-------- Given records
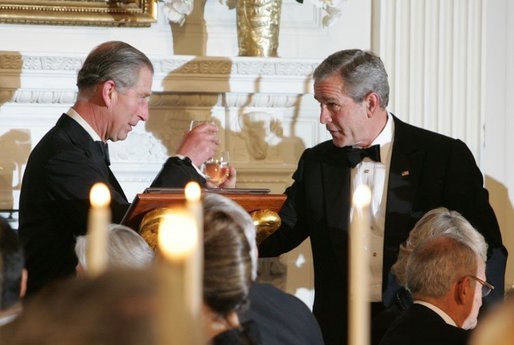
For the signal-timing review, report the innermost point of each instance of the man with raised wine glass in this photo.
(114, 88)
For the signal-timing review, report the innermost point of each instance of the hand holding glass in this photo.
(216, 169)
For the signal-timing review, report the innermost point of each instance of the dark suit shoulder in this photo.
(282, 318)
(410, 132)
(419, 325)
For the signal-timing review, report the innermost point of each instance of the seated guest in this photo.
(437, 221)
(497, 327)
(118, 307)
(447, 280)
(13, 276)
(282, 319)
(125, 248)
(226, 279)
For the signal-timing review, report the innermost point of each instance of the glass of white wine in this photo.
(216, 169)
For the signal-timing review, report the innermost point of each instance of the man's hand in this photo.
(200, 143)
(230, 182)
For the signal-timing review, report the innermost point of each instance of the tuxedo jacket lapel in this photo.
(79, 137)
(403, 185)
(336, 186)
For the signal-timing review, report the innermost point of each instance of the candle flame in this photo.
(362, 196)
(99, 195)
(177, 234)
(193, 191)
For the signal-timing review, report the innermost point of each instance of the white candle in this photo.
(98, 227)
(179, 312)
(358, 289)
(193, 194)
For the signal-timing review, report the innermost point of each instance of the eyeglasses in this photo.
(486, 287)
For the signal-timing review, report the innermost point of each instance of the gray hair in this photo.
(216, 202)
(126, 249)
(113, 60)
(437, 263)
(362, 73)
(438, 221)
----------------
Problem statement:
Copy out all the records again with "signal-timing review" replaced by "banquet photo review" throughout and nothing else altered. Omit the pictures.

Final result:
For the banquet photo review, report the innermost point of each instance of the man with raised wine glass in this photo.
(114, 88)
For the banquet photo review, report the innermost point of each instance of the hand holding glass in this photo.
(216, 169)
For the banquet photo review, report the innermost point of each instance of the dark suit shoulder in this photo.
(282, 318)
(410, 132)
(419, 325)
For the banquet photo review, report the innermost point of each instance of the seated guest in this photo.
(437, 221)
(497, 327)
(118, 307)
(447, 280)
(13, 276)
(282, 319)
(125, 248)
(226, 279)
For the banquet photo review, report the innermost point of each instance of the glass of white wine in this photo.
(216, 169)
For the banquet photo review, report the innermost point of each instance of the man's hand in this photo.
(200, 143)
(230, 182)
For the banquet photo review, report the innermost point of each instance of the tuxedo jacket lapel in this photo.
(79, 137)
(403, 185)
(336, 186)
For the banquet photo review, report the innermost point of each instance of the candle flame in this photo.
(362, 196)
(99, 195)
(177, 234)
(193, 191)
For the banquet photo review, report the innermost point of each instance of the white candle in this photo.
(98, 227)
(179, 312)
(358, 289)
(193, 194)
For the banquet photo review, report the innermost point of each instance of the eyeglasses in this photo.
(486, 287)
For the banquet photo review, report the innermost point of each instance of the gray hair in this photo.
(216, 202)
(126, 249)
(113, 60)
(437, 263)
(362, 73)
(438, 221)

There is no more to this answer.